[Items listed in a dataset]
· · · ·
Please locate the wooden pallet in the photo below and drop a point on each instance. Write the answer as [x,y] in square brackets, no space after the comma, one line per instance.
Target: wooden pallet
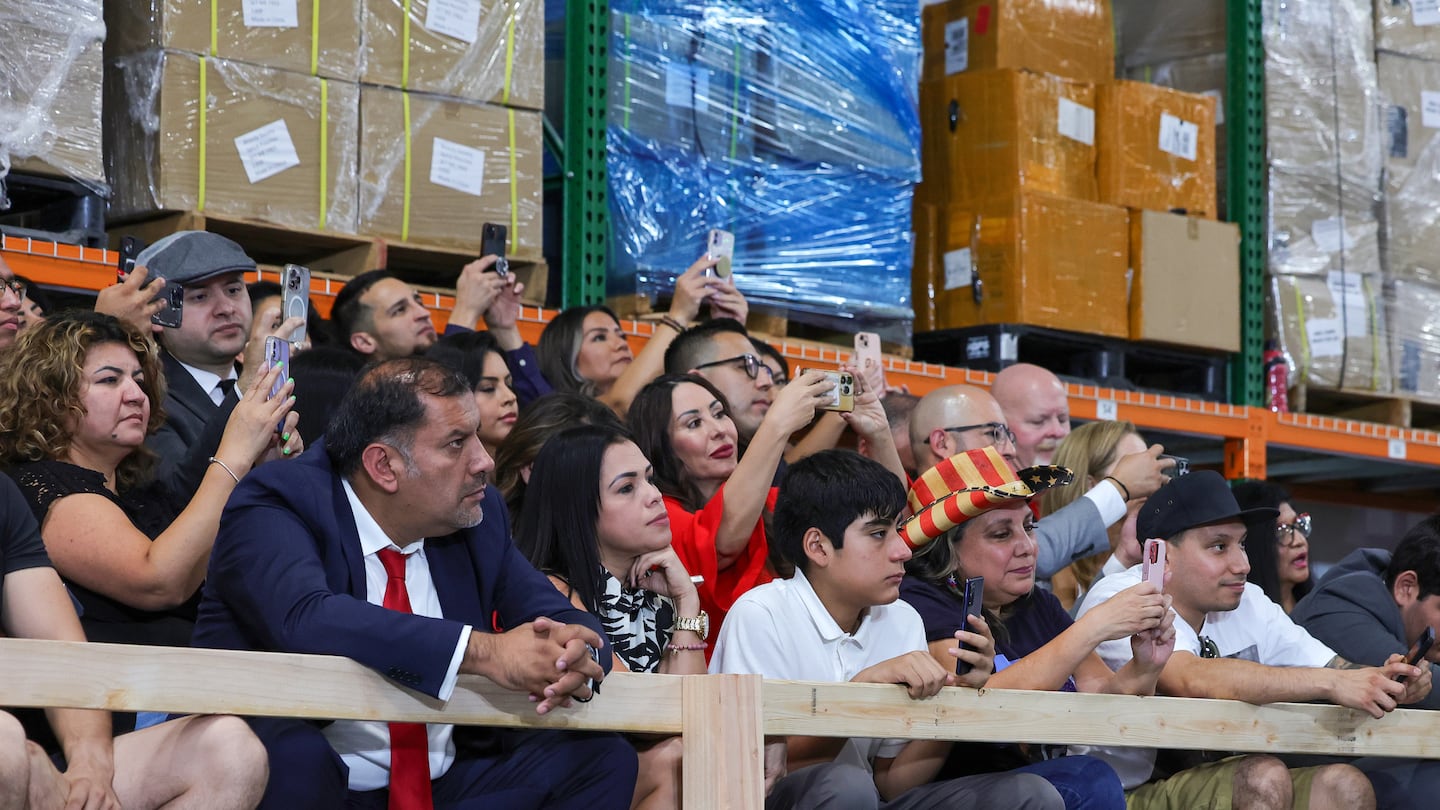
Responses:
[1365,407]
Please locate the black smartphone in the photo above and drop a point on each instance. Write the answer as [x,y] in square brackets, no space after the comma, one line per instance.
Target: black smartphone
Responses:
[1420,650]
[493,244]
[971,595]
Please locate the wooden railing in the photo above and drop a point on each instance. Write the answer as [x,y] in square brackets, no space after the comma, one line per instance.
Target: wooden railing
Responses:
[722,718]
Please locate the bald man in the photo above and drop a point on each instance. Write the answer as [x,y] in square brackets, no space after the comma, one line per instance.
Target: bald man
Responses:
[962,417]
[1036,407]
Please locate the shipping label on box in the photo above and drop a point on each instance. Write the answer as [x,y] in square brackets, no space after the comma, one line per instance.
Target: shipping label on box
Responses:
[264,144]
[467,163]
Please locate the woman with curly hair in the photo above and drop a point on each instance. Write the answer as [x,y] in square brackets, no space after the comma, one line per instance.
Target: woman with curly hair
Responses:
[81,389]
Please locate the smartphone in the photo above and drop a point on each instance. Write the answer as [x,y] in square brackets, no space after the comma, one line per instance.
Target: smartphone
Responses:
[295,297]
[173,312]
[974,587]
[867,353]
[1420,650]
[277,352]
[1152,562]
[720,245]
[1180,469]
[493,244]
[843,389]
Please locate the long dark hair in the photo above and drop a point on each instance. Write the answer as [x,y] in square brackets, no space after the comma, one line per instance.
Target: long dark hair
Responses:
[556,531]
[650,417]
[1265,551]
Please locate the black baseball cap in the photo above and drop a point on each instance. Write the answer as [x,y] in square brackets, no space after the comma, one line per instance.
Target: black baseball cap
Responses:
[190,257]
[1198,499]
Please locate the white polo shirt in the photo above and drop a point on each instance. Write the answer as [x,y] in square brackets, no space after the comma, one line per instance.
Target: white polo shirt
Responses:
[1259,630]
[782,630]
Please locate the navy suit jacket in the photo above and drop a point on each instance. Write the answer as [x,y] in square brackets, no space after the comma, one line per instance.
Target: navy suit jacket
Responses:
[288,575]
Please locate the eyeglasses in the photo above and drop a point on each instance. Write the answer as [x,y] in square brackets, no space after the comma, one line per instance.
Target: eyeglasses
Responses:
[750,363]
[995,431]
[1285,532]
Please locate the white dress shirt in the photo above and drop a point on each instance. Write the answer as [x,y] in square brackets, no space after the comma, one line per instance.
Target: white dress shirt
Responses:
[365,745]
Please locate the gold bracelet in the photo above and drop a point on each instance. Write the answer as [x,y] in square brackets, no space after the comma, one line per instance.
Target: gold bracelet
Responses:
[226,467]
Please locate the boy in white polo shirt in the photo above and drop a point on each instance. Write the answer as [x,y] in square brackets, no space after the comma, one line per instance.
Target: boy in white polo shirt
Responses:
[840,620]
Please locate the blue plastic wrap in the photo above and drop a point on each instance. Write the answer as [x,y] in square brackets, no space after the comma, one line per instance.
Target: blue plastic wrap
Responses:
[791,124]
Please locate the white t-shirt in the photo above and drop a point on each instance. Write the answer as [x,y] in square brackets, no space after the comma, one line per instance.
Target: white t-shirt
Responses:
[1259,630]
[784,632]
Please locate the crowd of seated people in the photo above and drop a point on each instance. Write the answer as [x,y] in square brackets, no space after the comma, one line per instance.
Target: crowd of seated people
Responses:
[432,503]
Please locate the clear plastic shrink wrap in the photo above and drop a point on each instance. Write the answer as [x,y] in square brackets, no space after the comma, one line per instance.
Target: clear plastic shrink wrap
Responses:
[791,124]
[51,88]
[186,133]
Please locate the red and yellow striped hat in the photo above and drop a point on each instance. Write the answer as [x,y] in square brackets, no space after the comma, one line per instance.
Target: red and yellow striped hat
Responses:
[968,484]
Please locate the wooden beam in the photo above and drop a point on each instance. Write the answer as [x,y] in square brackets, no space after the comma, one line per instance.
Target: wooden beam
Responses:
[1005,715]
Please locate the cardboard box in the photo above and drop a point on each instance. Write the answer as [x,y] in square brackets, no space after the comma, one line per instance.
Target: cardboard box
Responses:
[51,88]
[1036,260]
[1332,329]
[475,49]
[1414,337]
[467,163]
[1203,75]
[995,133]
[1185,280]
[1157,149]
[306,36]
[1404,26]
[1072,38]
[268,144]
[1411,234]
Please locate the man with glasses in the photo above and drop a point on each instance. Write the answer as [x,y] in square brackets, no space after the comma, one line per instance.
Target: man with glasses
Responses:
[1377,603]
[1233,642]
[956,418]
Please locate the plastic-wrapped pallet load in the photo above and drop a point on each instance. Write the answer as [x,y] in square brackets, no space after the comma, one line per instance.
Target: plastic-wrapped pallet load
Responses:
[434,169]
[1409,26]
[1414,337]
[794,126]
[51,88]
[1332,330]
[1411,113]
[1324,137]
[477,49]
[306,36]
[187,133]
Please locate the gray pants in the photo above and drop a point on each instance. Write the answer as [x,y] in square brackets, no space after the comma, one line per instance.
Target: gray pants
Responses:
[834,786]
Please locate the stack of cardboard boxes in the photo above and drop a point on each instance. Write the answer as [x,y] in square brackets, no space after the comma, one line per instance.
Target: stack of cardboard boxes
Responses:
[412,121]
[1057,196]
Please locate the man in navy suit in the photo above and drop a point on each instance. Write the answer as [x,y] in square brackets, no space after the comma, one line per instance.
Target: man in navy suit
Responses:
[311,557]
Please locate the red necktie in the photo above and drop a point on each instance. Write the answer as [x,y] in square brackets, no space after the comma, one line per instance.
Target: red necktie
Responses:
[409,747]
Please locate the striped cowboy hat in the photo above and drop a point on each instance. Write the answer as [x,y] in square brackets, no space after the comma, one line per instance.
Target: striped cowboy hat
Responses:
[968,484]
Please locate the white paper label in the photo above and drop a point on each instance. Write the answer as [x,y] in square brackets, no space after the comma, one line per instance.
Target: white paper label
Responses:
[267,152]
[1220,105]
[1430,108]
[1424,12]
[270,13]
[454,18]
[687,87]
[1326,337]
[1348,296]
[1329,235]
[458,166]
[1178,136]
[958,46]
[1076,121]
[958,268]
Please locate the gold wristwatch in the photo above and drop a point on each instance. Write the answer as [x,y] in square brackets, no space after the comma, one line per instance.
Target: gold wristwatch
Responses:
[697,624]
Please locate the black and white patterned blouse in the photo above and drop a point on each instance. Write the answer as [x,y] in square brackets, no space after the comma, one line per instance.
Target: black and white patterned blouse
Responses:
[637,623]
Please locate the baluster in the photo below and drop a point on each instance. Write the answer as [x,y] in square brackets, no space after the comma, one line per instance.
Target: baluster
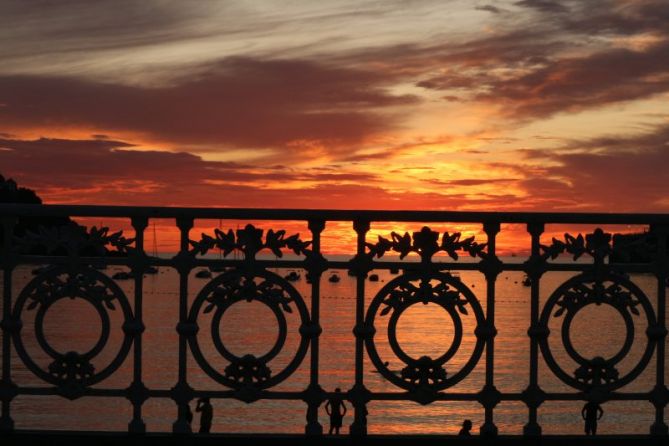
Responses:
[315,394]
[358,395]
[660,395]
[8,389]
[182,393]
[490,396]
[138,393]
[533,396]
· · · ·
**Prompt**
Rewrite the material above with every "drop a point" replaced by "place a marker", changing nothing else, and omit the pictures from your version.

**Result below**
Please locate the wooden pallet in the photo below and place a marker on each instance. Write the answer as [x,y] in square brackets, no space after the comma, one line per instance.
Target: wooden pallet
Responses:
[1365,407]
Please locate the black smartphone in the photo above and place a marker on each instance. Write the answer as [x,y] in square brackets, no space after the comma, one line per instance.
Target: black smartphone
Responses:
[1420,650]
[493,244]
[971,595]
Please locate the wooden railing in the photo above and place a marker on each instance. Write the answer as [x,y] in square brackets, no space after the comma, one line per instance.
Target: wooden railing
Responses:
[722,718]
Please locate the bald man in the photo above and place a marker on each instance. Write the answer as [x,y] in square brackets, no space after the comma, one line per instance.
Target: bald man
Responses:
[962,417]
[1036,407]
Please locate the shipping label on box in the photo above and place a marker on each instance. Write the answer as [x,y] in square brackets, no space after the comma, one line per instance.
Target: shipping label on box
Responses:
[264,144]
[467,163]
Please locate the woman with curly hair in the photo above and place a marker on each instance. Write the answer as [x,y] in square brackets, no space after the comma, one line per instance.
Target: woman with curly hair
Responses:
[81,389]
Please locate the smartphone in the photo above and place a marker on each instance. Write the answer as [x,y] in square brackets, no space after the comma, one line per instance.
Target: smartphone
Responses:
[295,297]
[173,312]
[974,587]
[867,353]
[1420,650]
[277,352]
[1152,562]
[720,245]
[1180,469]
[493,244]
[843,389]
Please locate the long dark hair in the photo above and place a marker on each instance. Write the answer as [x,y] in square brackets, no space after the comma, one line per instance.
Target: long dark hair
Responses:
[556,531]
[650,417]
[1265,551]
Please locate the black baseball cap in the photo above and place a marker on each instance. Write the answer as [x,y] in square brackets, no space after the comma, one line per instance.
Target: black baseball cap
Responses:
[190,257]
[1198,499]
Please locate the white polo shirt in the photo above and place a marker on each instance. Write the answer as [x,y] in square brackets, no space after the comma, one line per instance.
Target: white polo shirt
Responses:
[1259,630]
[782,630]
Please locate the navy suit jacket in the photo above and place a marker on each instance. Write the answer as [x,y] in square brackets, no space after the comma, one line per instance.
Target: navy suit jacket
Responses:
[288,575]
Please locate the eyeglasses in the photo above and place a marker on each instance. Write the answer as [x,y] in square brackets, no space after the comma, one line per instance.
Target: eyeglasses
Responses:
[750,363]
[995,431]
[1285,532]
Please locate the white dress shirt in the photo above and place a marker on each instance. Write the answer as [x,y] in square brackets, no space after the comma, one line per instance.
Target: white dress shirt
Responses:
[365,745]
Please locate the gold bracelet in the photo above and place a marker on each instance. Write the answer as [x,y] in square brackets, no space after the comma, one line per instance.
Target: gold bracelet
Responses:
[226,467]
Please locate the boy in white polo shirt in the photo above and place a marker on each instance. Write the answer as [x,y] in square brackets, no space after the comma, one line per instance.
Target: boy in white polo shirt
Responses:
[840,620]
Please locate the blue plastic wrap in the photo above and place a marker on each instance. Write the answer as [x,y] in square brackets, no space after the comma, one line per instance.
Target: blue plastic wrap
Responses:
[791,124]
Please locate the white t-shirt in the photo above and place a marker on each instance. Write the answer as [x,y] in square brackets, no space after the comma, one line per instance.
Target: white t-shirt
Responses:
[1259,630]
[784,632]
Please locate the crowd of seated people in the photo above and place a marker on each instance. Write the answer as [x,y] in square brackets, no space after the comma, one line per instance.
Target: crowd of seated people
Responses:
[432,503]
Please locate the clear plastic shrink wrap in the photo above and place a marker on each instance. Write the answer as [x,y] in square brackets, no space after the comma, one line per instance.
Target: clear plastic shrink wrap
Responses:
[791,124]
[51,88]
[186,133]
Please locate the red and yellow striped hat in the photo above and place a marker on each instance. Write the answer as [x,y] in square brackets, no space after the comma, one line per instance.
Target: red and yellow striped hat
Responses:
[968,484]
Please locate the wooden beam in the photo above and place a marker on each instance. Write the answer as [x,y] in square brackets, no space after the comma, one line per instance.
Target: wooden beam
Responses:
[1005,715]
Please locate the cardboard box in the photo above and place a marker on each instance. Write the answer as [x,y] in square brackets, no space after the comma, one line per instance.
Target: cardboard box
Responses:
[51,88]
[1036,260]
[1332,329]
[475,49]
[1414,337]
[467,163]
[1203,75]
[995,133]
[1185,280]
[1157,149]
[306,36]
[1404,26]
[1072,38]
[268,144]
[1411,234]
Please locate the man with glasses in the photo above and place a marker on each instance. Write the answer as [x,y] in square brackets, no space after the comma, one line per instance.
Target: man with glasses
Responses:
[1377,603]
[1233,642]
[956,418]
Please locate the plastic-wrapped pallet load in the photo above and place a marker on each instance. Write the answer as [x,y] in square brackets, no space after the comma, one line per instance.
Target: plastic-wrapped pallet load
Responses:
[434,169]
[1409,26]
[1414,337]
[794,126]
[51,88]
[1332,330]
[1411,113]
[1324,137]
[477,49]
[306,36]
[187,133]
Please locate the gray pants in the photo above and place a marker on each instance. Write the answer as [x,y] in square brackets, no space after the comma, one line per instance.
Target: gray pants
Responses:
[834,786]
Please locate the stack of cardboard boxes in the photo above and place a marker on each instance. Write the answer as [x,y] in square brackets, no space after the comma, one line per instance.
Target: stack of cardboard boxes
Responses:
[412,121]
[1057,196]
Please locate the man in navy suit in the photo above and place a marker on each instance. Write the answer as [x,y] in square brackets, no space after the comma, one line per instance.
Target: man in navy suit
Responses:
[311,557]
Please locate the red necktie in the photo above and place a marker on each instance. Write the answer as [x,y] in square brackets, no space after the comma, one line per instance.
Target: red necktie
Responses:
[409,747]
Please locate the striped cowboy hat in the photo above and place a marker on each instance. Write the answer as [x,y] in square brackets, no space after the comma, one line per instance.
Target: striped cowboy hat
Responses:
[968,484]
Please locate the white paper label in the photo above and place a marker on each instance. Write the answer as [x,y] in square brackets, no space after the comma, one line per instance.
Target: white paper label
Responses:
[267,152]
[1220,105]
[1430,108]
[1424,12]
[270,13]
[454,18]
[687,87]
[1326,337]
[1348,296]
[1329,235]
[458,166]
[1178,136]
[958,46]
[1076,121]
[958,268]
Please locate the gold wristwatch in the photo above and place a marker on each instance. Write the answer as [x,y] in square brackets, no space after the comma, one line per instance.
Target: gold wristwatch
Responses:
[697,624]
Please locate the black and white patterned blouse in the photo above and place a marker on each instance. Write the answer as [x,y] in square brackets, no space after the comma, one line per instance.
Target: black and white patterned blouse
Responses:
[637,623]
Please locate the baluster in the photo below and place a marker on each instance. Write the answer as [x,y] in square brackets, no space after the comma, one line per instance.
Target: baluster
Responses:
[315,394]
[358,395]
[660,395]
[8,389]
[182,393]
[490,396]
[138,393]
[533,396]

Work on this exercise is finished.